Exercise directions: From the line with "Reviewer note: every instance of the house window" through the final line, please write out the listing exactly, including both of those lines.

[Object location annotation data]
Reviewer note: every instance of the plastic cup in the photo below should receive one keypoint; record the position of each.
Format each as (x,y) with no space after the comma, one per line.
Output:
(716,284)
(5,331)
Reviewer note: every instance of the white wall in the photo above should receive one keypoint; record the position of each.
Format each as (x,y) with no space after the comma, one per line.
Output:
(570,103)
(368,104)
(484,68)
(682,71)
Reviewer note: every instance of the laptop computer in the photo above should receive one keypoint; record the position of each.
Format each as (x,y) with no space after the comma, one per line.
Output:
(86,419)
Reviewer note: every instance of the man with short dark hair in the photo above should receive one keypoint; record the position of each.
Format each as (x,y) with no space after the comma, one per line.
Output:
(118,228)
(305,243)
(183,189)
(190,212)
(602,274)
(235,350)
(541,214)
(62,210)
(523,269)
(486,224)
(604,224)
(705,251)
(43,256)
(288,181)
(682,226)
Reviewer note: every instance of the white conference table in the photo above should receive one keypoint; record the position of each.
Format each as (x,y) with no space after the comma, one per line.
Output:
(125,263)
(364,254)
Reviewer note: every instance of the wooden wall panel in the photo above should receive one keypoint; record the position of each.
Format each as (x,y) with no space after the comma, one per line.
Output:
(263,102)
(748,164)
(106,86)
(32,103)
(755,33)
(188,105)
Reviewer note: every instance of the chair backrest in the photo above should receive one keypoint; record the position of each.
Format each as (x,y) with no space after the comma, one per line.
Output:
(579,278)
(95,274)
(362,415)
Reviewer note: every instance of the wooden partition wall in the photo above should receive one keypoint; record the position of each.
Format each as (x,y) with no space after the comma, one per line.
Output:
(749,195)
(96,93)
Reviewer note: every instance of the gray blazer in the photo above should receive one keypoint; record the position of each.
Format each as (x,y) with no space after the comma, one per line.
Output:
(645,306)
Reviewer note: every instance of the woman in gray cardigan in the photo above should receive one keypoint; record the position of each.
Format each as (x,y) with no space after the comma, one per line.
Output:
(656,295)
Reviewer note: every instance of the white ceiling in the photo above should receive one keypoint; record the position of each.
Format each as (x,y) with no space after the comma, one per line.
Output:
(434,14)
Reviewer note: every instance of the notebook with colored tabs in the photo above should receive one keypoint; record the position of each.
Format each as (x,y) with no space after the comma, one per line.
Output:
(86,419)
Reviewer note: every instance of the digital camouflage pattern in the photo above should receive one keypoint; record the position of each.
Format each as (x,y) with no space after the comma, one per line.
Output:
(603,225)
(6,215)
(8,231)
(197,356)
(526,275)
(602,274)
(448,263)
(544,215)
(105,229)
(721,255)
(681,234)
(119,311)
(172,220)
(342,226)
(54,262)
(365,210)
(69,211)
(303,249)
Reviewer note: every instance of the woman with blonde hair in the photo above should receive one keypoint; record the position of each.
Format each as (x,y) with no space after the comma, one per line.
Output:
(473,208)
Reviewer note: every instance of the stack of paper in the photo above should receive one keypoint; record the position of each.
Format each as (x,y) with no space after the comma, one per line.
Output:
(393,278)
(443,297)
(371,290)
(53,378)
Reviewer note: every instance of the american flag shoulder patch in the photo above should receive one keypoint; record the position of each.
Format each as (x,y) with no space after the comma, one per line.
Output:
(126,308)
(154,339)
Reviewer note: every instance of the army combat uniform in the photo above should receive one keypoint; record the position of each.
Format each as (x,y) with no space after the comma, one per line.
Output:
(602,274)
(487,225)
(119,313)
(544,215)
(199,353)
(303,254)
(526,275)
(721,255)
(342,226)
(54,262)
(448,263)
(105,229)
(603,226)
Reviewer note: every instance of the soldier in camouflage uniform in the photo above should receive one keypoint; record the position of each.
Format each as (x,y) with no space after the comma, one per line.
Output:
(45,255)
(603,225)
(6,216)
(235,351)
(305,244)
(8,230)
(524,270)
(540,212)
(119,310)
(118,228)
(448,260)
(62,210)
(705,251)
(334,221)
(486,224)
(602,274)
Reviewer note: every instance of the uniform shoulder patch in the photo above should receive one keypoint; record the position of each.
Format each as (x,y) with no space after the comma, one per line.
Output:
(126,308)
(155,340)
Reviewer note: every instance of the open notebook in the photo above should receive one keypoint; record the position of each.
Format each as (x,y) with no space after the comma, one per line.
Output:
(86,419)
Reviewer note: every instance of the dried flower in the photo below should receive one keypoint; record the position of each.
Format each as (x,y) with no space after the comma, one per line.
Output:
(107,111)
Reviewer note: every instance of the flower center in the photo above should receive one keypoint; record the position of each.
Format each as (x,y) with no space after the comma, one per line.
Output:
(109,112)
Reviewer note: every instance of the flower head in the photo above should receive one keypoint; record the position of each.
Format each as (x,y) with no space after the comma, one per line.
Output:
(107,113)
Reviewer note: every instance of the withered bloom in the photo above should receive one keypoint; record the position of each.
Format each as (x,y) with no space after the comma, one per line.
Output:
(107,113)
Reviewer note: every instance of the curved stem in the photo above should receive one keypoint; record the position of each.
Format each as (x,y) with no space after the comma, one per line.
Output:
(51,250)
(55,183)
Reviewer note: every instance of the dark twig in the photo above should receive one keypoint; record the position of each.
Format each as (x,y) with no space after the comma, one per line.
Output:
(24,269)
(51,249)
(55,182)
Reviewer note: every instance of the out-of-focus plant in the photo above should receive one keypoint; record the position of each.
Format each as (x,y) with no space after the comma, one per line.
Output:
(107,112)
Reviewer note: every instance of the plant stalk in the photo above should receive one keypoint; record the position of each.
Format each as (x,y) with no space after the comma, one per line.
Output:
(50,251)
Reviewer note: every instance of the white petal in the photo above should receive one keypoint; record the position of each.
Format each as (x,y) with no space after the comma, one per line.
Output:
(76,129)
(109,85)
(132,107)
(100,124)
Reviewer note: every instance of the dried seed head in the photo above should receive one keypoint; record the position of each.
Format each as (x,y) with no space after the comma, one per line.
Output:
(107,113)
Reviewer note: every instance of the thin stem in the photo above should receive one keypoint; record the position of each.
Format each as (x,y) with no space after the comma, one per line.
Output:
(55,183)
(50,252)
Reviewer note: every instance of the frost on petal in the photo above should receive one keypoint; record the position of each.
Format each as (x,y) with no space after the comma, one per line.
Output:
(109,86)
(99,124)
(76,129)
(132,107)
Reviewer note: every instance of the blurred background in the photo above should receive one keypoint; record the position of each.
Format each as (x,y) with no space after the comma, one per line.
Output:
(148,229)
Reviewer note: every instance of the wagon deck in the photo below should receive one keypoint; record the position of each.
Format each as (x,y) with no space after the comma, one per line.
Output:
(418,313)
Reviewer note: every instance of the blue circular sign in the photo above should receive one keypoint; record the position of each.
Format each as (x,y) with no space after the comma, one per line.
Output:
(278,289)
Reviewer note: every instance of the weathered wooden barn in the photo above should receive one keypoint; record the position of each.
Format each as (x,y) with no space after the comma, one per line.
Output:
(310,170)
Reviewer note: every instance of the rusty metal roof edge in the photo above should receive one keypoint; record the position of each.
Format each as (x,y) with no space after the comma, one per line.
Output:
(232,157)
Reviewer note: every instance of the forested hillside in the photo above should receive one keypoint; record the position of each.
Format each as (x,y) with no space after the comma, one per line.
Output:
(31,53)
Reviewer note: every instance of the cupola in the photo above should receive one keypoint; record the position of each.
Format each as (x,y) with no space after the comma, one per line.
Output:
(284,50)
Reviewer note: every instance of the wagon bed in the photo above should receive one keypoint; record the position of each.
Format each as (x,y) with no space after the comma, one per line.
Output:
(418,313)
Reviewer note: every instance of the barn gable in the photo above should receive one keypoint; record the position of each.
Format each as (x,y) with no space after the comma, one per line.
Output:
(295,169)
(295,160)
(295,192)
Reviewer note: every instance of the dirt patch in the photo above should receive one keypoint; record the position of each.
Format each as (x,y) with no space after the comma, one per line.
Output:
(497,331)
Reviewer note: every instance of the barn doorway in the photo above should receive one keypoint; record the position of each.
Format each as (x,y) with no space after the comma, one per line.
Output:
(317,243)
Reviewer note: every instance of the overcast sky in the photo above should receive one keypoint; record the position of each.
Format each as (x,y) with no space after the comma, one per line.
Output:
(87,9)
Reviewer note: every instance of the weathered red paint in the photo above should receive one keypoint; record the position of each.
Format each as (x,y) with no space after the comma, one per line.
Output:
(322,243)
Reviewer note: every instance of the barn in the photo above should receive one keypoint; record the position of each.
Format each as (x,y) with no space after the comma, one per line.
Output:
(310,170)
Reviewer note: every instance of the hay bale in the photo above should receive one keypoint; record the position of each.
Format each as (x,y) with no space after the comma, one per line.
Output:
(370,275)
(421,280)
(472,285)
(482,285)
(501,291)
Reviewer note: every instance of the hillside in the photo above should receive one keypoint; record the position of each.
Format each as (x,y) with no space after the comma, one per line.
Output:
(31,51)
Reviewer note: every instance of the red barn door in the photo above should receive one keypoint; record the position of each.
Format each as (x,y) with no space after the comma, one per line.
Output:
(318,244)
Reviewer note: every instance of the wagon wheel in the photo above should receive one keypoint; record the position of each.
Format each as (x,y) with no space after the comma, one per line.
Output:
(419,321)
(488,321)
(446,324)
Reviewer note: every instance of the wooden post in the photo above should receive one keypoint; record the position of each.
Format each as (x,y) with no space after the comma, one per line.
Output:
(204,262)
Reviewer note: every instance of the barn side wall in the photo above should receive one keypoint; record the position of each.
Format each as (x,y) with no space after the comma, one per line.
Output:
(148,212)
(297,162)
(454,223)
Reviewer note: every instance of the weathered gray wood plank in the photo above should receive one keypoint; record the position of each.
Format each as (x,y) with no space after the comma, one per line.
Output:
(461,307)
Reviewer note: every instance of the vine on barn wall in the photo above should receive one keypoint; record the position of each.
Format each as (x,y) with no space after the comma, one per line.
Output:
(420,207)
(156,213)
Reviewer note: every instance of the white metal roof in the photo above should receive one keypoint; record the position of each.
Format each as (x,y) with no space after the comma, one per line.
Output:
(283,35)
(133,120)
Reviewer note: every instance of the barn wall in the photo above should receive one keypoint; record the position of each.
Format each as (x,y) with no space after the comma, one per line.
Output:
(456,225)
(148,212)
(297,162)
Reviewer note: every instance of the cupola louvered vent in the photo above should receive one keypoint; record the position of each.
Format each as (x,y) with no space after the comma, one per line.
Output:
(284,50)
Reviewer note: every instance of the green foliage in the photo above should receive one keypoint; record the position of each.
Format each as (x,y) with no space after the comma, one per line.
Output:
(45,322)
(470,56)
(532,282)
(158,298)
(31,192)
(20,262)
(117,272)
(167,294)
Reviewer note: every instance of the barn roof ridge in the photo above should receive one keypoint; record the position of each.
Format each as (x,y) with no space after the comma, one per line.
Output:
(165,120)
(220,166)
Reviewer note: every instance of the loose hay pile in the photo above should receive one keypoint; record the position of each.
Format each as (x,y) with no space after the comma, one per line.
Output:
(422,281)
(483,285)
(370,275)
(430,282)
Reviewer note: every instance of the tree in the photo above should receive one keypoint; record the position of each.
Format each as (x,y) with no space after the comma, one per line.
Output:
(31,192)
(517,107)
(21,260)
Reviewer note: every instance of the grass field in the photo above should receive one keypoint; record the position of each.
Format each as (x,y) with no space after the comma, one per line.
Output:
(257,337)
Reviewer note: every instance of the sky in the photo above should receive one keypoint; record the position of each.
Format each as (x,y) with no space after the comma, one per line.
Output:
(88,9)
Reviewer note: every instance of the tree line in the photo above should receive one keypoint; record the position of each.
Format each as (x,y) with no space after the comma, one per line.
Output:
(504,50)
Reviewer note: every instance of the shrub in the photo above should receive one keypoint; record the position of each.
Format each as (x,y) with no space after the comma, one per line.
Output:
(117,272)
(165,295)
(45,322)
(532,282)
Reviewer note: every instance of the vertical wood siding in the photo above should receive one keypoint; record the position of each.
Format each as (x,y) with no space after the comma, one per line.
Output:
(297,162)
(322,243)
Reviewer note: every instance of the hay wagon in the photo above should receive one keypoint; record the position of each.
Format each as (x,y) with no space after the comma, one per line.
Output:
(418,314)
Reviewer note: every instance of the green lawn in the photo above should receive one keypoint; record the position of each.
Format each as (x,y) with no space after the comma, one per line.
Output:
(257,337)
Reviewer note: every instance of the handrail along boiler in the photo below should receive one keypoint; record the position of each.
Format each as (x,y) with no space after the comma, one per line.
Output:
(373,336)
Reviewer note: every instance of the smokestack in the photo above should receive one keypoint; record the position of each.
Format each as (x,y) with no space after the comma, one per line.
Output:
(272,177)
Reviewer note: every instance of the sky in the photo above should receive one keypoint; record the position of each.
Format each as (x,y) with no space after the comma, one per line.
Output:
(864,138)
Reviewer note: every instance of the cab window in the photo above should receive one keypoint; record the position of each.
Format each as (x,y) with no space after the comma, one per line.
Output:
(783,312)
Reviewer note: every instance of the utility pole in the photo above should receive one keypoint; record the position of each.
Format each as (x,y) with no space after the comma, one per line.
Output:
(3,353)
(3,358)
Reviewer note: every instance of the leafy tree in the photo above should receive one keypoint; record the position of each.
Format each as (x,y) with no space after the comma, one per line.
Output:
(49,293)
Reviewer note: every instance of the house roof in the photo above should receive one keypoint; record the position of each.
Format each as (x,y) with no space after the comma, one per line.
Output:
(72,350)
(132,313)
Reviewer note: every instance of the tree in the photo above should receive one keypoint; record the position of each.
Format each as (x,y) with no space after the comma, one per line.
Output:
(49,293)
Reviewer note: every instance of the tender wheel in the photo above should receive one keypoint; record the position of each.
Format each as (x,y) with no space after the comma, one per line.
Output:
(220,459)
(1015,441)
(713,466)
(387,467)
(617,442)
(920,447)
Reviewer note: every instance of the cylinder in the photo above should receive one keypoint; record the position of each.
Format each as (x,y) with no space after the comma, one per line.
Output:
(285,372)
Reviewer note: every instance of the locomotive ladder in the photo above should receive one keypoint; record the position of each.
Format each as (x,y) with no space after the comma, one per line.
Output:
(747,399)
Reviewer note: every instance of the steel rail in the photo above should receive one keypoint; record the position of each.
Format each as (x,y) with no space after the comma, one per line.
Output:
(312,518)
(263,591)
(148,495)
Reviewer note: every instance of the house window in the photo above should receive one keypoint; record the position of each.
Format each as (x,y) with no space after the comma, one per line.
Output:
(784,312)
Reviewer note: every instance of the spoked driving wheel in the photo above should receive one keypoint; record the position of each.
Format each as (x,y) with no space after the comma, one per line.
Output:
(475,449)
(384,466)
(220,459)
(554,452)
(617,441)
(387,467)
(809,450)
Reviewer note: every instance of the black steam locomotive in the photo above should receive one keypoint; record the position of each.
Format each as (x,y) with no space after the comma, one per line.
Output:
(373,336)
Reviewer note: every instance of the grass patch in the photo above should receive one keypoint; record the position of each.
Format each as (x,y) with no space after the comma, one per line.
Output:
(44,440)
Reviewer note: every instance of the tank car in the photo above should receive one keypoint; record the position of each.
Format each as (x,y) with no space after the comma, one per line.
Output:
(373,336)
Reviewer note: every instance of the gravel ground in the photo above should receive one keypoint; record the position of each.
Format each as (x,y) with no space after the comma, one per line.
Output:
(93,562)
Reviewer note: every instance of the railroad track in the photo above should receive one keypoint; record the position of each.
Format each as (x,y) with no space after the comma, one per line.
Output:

Complete answer:
Reviewer note: every instance of the house window in the photo above should receive one keypoint; record the position of each.
Format each as (x,y) with no space after the comma, one per line.
Output:
(784,312)
Reviewer note: every instance of the spoked driving wheel in the photo above should receive one keypoint; record the position of each.
Format each as (x,y) with no space after the comma, one per line.
Output:
(475,449)
(384,466)
(220,459)
(554,452)
(617,441)
(387,467)
(809,450)
Reviewer note: every instance of the black steam locomotive in the photo above should receive one keypoint; record the position of each.
Format each as (x,y) with no space after the comma, one per line.
Output:
(373,336)
Reviewer note: every instance of the grass patch in the photo above should receive one keypoint; record the position of each.
Format each as (x,y) with no space after the comma, one per line.
Output:
(44,440)
Reviewer note: every instance of the tank car in the photo above should receive one keypoint; record the position of each.
Format each as (x,y) with no space after the comma, one per line.
Output:
(373,336)
Reviewer note: every instance of the gravel ground in the photo above should receive one keypoint; record the position of each.
Format each as (x,y) with no space after the comma, one per line.
Output:
(93,562)
Reviewer note: every instance of the railroad track in the photo above should receive one keypoint; record the position of each.
Format each as (x,y) with no space after the comma, one per line.
Output:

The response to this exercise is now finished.